### Dataset excerpts
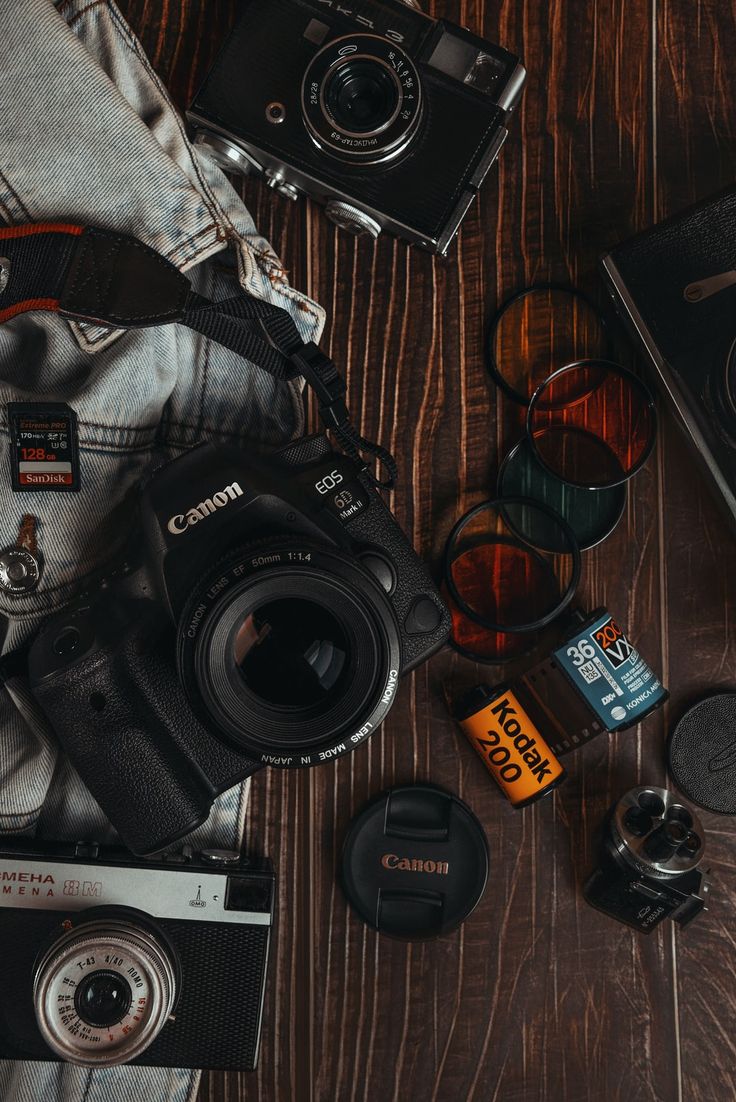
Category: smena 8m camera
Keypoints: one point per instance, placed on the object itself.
(390, 118)
(109, 961)
(268, 608)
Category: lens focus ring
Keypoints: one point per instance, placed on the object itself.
(103, 993)
(361, 98)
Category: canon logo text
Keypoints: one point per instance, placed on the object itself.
(414, 864)
(181, 521)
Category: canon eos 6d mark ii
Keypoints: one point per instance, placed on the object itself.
(269, 607)
(390, 118)
(109, 961)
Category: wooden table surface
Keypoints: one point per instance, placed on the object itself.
(629, 114)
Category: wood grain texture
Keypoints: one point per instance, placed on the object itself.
(629, 114)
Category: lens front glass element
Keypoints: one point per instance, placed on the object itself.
(292, 652)
(292, 655)
(104, 991)
(103, 998)
(361, 96)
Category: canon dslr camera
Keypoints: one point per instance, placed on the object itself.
(390, 118)
(109, 961)
(270, 605)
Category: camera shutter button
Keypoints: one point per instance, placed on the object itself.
(19, 570)
(424, 616)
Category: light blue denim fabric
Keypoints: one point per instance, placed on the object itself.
(88, 134)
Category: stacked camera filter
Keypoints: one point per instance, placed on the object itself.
(512, 563)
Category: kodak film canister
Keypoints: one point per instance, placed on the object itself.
(511, 747)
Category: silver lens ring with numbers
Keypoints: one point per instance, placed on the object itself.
(103, 992)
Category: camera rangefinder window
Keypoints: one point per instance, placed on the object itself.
(292, 652)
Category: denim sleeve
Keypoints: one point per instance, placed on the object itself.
(88, 134)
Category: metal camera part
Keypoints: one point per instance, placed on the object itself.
(103, 992)
(656, 833)
(227, 153)
(361, 99)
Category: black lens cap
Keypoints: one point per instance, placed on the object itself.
(702, 754)
(414, 862)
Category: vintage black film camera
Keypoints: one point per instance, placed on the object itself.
(390, 118)
(111, 961)
(652, 845)
(268, 609)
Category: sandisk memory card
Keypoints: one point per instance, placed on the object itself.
(44, 452)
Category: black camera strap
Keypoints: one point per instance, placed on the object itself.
(109, 279)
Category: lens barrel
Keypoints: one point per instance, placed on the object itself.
(290, 651)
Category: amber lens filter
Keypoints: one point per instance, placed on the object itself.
(540, 330)
(498, 577)
(601, 435)
(478, 644)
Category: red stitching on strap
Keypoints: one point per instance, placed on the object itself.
(40, 227)
(20, 308)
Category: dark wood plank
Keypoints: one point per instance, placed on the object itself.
(537, 997)
(696, 155)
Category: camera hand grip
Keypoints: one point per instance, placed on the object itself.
(122, 719)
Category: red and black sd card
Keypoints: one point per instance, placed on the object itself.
(44, 452)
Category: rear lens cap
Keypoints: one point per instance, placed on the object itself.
(414, 863)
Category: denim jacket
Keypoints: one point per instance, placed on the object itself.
(89, 136)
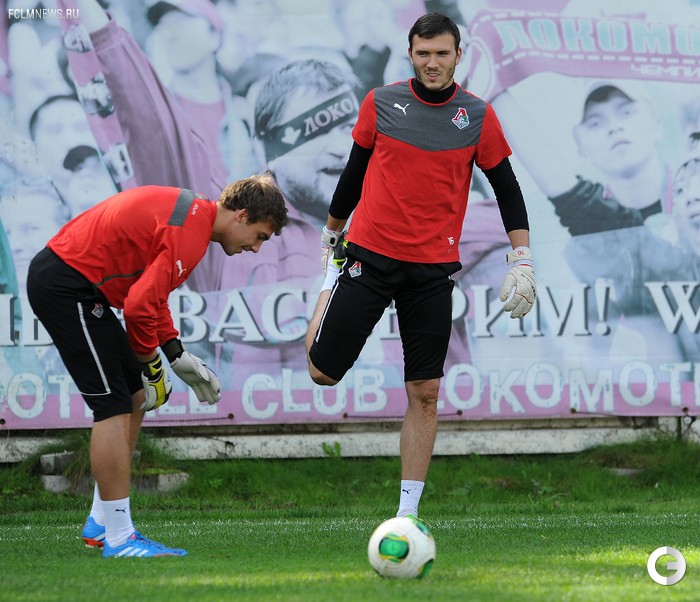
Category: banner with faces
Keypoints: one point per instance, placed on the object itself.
(600, 105)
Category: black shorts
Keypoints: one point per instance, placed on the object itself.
(422, 295)
(90, 339)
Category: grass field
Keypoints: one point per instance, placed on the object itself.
(507, 529)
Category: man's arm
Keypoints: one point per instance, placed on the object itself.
(349, 189)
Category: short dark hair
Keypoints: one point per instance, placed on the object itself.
(49, 101)
(434, 24)
(261, 197)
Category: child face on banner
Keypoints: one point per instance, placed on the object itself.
(60, 127)
(618, 135)
(308, 173)
(185, 52)
(686, 196)
(30, 218)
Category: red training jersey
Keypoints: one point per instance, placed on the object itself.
(415, 191)
(136, 247)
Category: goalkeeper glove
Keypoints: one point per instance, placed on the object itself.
(519, 290)
(193, 371)
(156, 384)
(329, 240)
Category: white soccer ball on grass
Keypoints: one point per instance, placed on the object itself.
(402, 547)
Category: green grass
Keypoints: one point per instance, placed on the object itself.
(507, 529)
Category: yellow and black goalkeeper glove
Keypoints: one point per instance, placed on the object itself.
(156, 384)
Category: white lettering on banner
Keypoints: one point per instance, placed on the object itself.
(648, 381)
(252, 383)
(6, 317)
(285, 311)
(576, 35)
(592, 393)
(246, 329)
(533, 386)
(341, 399)
(33, 331)
(681, 293)
(288, 403)
(499, 391)
(18, 388)
(369, 396)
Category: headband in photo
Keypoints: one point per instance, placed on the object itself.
(318, 121)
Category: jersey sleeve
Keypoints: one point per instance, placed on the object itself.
(493, 146)
(175, 253)
(365, 130)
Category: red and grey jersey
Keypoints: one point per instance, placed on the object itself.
(415, 190)
(136, 247)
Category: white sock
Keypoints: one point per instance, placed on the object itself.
(97, 510)
(410, 497)
(118, 525)
(332, 273)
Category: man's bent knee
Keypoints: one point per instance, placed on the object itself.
(319, 377)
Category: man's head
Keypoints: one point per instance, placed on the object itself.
(618, 130)
(434, 50)
(249, 212)
(686, 199)
(304, 115)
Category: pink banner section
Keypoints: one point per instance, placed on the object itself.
(506, 47)
(365, 399)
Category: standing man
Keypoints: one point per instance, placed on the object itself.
(130, 252)
(407, 182)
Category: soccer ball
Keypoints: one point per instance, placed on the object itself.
(401, 547)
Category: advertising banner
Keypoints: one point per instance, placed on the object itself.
(599, 102)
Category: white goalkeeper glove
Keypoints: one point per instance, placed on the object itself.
(156, 384)
(519, 289)
(193, 371)
(329, 240)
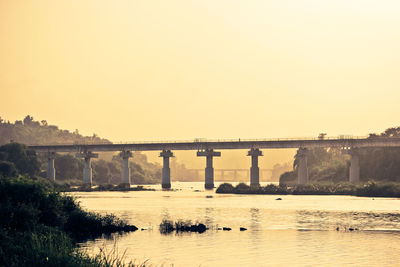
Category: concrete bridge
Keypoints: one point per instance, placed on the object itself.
(206, 148)
(230, 173)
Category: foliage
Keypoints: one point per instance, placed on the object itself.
(331, 165)
(167, 226)
(38, 226)
(68, 167)
(370, 189)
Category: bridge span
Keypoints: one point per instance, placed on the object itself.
(206, 148)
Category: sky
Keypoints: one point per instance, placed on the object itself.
(179, 70)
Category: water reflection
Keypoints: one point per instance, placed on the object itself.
(254, 219)
(272, 238)
(209, 217)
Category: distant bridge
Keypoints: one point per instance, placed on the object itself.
(207, 149)
(232, 173)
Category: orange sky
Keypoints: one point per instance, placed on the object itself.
(150, 70)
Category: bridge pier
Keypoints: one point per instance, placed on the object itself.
(87, 169)
(254, 170)
(166, 171)
(302, 169)
(354, 175)
(209, 171)
(51, 171)
(126, 171)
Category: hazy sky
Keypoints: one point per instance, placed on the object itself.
(145, 70)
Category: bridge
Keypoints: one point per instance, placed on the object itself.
(206, 148)
(232, 173)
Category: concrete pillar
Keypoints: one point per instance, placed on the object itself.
(302, 169)
(166, 171)
(354, 167)
(126, 171)
(209, 171)
(254, 170)
(51, 171)
(87, 169)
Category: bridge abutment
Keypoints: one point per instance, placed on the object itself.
(51, 170)
(87, 169)
(209, 171)
(126, 171)
(302, 169)
(254, 170)
(166, 171)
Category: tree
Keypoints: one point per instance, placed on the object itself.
(28, 120)
(25, 160)
(7, 169)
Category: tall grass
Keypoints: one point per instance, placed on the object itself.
(40, 227)
(369, 189)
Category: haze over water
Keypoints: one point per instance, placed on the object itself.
(294, 231)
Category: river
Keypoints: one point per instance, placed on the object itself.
(294, 231)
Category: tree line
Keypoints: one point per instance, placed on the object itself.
(332, 165)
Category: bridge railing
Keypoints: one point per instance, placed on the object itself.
(204, 140)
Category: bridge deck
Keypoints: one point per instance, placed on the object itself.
(229, 144)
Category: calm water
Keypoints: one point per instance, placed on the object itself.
(294, 231)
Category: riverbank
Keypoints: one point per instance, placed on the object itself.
(41, 227)
(369, 189)
(100, 188)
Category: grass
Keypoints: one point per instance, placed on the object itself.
(369, 189)
(41, 227)
(167, 226)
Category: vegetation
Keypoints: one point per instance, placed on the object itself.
(167, 226)
(106, 170)
(38, 225)
(369, 189)
(332, 165)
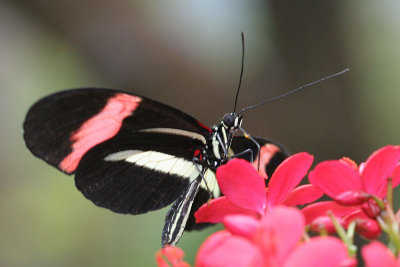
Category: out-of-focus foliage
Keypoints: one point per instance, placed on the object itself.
(186, 54)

### Aim of the task
Extract the lines starting at the one containing "Category: out-of-focus foliage" and ending at the last line of the rows, copying each line word for word.

### Response to this exercise
Category: out-of-focus foliage
Keypoints: one point per instance, placed on the object itself.
(186, 54)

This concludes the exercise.